* _EXERCISE DETAILS_
Copy the records below without any change, starting at their first line and ending at the line that contains "left=799, top=570, right=1288, bottom=683", with both of those lines included.

-- start --

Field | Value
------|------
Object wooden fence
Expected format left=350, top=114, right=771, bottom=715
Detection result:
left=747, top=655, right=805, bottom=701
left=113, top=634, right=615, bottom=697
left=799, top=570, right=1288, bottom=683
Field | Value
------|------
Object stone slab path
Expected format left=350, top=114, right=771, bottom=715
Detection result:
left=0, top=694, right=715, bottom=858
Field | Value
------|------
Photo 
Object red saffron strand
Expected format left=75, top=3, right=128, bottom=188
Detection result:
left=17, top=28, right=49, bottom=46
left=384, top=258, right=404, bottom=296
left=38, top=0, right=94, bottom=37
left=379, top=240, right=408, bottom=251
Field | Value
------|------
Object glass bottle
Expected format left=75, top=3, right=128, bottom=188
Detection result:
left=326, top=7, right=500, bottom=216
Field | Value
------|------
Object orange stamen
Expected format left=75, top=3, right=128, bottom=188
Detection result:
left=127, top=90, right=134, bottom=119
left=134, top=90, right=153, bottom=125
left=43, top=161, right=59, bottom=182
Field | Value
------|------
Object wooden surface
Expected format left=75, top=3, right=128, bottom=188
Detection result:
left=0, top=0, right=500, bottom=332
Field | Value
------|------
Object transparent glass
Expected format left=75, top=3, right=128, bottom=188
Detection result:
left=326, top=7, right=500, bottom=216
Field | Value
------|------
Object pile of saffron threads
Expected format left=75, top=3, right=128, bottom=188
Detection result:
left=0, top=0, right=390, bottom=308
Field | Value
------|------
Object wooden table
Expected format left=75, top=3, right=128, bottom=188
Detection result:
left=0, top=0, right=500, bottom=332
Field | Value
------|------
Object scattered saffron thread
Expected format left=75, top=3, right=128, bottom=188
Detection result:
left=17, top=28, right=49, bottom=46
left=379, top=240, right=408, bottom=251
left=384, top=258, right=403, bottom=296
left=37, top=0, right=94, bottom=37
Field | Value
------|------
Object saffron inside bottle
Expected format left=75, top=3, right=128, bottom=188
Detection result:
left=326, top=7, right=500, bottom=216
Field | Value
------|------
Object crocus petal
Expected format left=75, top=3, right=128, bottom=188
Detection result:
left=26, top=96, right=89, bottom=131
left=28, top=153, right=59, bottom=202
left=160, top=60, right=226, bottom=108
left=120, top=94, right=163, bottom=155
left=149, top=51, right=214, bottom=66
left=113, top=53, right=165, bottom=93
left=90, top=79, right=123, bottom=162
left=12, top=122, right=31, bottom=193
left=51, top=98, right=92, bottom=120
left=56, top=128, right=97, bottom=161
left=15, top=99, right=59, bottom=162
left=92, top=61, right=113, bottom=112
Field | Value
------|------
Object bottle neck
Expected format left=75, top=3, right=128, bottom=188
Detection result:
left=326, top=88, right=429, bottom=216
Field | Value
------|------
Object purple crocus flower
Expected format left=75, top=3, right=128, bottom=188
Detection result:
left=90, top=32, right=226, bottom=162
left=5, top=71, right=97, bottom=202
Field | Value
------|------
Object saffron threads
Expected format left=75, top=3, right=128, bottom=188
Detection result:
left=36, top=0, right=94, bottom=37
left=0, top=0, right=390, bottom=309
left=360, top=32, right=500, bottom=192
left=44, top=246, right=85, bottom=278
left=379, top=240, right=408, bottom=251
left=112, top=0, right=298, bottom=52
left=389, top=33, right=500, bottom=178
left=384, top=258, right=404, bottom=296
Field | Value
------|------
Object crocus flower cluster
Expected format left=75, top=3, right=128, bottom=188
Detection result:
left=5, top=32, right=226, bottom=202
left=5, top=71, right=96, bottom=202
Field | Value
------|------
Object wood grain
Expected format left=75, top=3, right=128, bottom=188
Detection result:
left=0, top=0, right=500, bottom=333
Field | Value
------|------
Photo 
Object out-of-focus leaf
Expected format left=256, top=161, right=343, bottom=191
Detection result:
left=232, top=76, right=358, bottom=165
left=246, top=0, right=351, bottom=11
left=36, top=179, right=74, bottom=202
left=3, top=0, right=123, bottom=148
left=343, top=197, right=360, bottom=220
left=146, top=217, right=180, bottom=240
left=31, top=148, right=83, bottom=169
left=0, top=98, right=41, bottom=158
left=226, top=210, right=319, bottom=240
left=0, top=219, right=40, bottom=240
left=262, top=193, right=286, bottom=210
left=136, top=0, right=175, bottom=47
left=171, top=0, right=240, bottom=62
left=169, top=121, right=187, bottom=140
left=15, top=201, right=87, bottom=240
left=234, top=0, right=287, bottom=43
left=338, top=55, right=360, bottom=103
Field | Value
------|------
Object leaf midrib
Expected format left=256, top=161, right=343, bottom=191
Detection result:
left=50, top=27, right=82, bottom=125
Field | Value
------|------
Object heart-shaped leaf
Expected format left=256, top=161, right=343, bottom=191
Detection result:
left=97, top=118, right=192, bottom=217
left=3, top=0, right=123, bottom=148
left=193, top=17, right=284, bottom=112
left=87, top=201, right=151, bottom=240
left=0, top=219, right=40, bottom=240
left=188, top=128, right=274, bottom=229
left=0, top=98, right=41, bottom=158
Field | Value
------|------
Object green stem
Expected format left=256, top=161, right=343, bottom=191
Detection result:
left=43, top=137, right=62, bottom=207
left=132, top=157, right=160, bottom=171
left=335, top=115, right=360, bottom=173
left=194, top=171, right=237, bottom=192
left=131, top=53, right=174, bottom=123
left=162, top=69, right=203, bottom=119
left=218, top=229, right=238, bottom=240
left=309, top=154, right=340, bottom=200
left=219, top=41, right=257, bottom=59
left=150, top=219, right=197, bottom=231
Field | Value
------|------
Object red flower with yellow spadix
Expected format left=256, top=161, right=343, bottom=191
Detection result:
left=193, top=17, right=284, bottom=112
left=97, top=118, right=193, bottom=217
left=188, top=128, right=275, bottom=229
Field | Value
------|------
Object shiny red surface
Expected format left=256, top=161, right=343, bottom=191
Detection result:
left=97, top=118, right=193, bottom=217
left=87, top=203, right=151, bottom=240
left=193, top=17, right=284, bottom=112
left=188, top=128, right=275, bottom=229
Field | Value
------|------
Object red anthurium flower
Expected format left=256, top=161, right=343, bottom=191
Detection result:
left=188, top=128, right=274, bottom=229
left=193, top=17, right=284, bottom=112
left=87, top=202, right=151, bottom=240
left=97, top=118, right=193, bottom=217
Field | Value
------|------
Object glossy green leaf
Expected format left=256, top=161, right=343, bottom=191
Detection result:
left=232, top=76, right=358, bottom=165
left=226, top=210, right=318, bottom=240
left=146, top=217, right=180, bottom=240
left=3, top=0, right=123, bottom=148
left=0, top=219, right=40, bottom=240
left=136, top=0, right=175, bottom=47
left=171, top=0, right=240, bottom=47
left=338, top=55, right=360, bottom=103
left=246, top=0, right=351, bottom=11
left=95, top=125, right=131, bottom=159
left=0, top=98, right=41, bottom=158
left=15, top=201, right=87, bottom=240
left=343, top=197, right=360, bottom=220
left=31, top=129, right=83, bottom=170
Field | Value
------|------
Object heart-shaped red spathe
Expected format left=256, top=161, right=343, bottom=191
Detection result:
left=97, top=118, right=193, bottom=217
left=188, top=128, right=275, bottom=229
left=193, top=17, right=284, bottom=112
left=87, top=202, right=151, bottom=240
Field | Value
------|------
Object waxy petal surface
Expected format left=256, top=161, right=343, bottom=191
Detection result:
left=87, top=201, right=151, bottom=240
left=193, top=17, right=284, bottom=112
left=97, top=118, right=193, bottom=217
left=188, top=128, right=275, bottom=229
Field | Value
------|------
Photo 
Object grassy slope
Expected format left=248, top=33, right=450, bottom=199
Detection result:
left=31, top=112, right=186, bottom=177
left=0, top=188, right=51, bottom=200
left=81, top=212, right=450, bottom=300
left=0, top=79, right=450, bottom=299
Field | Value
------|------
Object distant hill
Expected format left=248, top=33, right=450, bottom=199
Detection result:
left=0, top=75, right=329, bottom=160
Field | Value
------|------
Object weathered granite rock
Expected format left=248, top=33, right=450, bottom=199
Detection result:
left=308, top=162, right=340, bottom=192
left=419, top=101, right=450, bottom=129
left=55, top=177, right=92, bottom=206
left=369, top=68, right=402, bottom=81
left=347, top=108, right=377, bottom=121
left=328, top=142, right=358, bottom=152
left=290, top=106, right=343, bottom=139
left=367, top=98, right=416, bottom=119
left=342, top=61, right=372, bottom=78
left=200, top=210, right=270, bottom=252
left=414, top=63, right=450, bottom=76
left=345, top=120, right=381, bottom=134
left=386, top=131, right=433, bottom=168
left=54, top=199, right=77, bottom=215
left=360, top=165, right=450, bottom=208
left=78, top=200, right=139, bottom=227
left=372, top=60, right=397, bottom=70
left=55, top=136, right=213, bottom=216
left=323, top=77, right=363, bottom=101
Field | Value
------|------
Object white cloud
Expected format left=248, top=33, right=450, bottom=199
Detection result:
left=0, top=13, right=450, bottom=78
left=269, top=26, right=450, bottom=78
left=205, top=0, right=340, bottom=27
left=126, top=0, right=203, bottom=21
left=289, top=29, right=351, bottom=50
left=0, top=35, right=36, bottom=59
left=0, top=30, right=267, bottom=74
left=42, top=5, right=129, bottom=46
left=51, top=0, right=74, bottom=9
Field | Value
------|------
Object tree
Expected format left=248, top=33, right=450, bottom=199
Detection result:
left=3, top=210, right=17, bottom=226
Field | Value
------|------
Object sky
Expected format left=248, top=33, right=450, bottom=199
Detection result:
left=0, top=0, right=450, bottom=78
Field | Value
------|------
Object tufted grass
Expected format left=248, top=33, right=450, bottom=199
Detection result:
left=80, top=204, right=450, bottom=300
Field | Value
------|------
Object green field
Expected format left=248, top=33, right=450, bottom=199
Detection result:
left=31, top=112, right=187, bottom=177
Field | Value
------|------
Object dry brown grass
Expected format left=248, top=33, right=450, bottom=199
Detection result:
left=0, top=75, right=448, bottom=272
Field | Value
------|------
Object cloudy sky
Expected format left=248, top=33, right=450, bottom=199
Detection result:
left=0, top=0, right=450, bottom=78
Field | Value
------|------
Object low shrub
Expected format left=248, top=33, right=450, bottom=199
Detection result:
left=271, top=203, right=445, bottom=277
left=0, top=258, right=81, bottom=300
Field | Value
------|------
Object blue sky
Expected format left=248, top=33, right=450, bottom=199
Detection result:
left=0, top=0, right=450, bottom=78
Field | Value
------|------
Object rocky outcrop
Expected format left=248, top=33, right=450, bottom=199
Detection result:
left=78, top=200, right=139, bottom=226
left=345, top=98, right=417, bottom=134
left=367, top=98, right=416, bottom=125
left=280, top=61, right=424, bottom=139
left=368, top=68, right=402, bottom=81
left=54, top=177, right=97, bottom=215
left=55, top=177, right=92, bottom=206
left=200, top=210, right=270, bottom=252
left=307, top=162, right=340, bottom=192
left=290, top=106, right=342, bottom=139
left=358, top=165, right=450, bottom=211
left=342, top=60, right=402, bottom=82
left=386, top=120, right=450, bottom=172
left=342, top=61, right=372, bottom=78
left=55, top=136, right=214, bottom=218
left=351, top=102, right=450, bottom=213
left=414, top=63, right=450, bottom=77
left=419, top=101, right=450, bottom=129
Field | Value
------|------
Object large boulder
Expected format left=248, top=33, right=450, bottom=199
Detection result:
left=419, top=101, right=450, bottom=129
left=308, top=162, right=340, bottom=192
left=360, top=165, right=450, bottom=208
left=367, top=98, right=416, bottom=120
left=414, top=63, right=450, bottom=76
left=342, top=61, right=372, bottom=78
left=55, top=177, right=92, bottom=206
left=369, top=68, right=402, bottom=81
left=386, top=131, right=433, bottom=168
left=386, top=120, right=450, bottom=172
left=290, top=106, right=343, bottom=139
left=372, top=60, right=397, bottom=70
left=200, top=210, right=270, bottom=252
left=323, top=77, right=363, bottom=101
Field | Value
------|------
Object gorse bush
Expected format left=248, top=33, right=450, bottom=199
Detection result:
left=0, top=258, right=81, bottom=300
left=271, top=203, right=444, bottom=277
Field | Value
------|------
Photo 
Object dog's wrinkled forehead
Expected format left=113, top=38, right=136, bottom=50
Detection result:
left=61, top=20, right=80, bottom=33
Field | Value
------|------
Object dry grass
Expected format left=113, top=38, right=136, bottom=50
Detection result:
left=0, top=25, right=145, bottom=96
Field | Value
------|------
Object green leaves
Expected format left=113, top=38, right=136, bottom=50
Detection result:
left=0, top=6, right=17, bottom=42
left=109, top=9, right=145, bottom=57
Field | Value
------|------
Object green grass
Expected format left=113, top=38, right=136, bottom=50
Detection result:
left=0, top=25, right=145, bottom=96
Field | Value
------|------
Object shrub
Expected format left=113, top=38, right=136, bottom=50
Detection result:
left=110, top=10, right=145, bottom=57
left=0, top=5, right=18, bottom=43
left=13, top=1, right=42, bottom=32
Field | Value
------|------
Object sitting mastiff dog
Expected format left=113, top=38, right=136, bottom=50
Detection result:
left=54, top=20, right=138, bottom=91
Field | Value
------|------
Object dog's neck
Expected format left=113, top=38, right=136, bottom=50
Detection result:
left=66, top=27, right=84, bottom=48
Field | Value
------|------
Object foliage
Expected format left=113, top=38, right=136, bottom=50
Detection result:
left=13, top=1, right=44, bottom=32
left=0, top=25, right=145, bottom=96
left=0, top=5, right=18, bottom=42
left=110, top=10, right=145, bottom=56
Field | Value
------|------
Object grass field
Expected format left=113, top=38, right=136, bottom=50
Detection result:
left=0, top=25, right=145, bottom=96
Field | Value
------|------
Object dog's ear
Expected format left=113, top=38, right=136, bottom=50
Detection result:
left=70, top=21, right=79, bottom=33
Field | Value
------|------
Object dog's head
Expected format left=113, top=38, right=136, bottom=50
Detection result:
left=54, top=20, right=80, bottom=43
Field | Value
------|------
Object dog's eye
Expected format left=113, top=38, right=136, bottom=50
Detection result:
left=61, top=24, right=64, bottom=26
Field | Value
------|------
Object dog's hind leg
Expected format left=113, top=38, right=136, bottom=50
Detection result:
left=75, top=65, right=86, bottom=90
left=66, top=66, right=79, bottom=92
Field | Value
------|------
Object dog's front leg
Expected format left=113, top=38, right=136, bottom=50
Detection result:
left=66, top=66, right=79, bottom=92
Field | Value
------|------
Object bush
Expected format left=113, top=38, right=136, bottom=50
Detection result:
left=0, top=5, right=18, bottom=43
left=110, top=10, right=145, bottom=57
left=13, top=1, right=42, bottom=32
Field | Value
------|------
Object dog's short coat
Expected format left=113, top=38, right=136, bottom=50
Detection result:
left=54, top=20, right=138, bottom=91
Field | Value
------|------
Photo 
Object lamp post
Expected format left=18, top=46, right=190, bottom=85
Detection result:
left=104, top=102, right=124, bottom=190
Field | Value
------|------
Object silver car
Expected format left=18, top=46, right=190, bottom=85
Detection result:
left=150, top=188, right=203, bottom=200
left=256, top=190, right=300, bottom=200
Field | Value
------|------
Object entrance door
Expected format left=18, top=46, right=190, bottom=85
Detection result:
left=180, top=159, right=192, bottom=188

-- end --

* _PROBLEM SOLUTION_
Field | Value
------|------
Object wooden fence
Expected format left=350, top=114, right=771, bottom=715
Detection result:
left=747, top=655, right=805, bottom=701
left=113, top=634, right=615, bottom=697
left=799, top=570, right=1288, bottom=683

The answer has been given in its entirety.